Task brief. State only how many lines in the material below contain the string "green". Case counts.

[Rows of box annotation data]
┄┄┄┄┄┄┄┄┄┄

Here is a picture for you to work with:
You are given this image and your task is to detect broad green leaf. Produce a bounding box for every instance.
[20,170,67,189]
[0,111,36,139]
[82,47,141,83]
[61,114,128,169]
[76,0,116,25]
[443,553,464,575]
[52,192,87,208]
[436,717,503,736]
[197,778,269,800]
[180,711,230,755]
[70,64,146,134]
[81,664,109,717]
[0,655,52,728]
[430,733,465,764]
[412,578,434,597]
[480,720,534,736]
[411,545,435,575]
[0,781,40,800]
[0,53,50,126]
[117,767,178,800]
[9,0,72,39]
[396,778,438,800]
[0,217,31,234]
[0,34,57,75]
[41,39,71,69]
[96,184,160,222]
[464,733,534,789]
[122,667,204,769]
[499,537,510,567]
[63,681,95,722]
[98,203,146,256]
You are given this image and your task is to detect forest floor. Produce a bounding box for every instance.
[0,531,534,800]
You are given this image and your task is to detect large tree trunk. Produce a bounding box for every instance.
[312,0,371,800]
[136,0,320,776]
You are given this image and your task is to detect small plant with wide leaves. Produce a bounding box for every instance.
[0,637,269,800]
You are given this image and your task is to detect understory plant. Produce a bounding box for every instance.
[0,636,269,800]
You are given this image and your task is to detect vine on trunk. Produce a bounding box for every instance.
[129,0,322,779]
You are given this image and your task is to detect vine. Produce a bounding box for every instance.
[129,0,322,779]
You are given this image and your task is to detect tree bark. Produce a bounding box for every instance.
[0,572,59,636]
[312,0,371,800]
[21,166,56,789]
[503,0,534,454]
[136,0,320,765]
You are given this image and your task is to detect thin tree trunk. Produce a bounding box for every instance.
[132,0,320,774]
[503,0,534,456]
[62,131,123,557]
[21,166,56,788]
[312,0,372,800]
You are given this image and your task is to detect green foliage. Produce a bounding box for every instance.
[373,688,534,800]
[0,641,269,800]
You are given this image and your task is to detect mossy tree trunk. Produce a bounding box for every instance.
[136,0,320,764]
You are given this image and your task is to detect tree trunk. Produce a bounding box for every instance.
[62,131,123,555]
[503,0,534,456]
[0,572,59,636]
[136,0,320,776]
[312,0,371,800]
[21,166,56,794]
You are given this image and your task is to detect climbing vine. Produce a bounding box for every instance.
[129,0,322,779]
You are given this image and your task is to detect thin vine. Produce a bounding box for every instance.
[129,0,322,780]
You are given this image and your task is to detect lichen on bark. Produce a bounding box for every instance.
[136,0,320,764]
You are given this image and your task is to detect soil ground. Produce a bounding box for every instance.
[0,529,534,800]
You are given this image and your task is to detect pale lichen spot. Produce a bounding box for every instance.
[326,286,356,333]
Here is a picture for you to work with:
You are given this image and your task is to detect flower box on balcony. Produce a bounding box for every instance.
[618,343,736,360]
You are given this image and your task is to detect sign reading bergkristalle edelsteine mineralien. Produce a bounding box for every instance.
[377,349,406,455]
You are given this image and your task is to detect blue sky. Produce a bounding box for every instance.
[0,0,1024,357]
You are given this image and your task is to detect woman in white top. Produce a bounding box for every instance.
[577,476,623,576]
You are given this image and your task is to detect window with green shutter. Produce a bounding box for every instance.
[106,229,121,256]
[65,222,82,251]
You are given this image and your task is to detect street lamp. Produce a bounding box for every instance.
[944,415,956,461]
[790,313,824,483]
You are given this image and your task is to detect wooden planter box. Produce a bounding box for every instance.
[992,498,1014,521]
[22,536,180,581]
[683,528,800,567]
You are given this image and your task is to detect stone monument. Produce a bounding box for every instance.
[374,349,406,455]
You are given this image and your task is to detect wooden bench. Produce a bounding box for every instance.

┄┄┄┄┄┄┄┄┄┄

Correct result. 3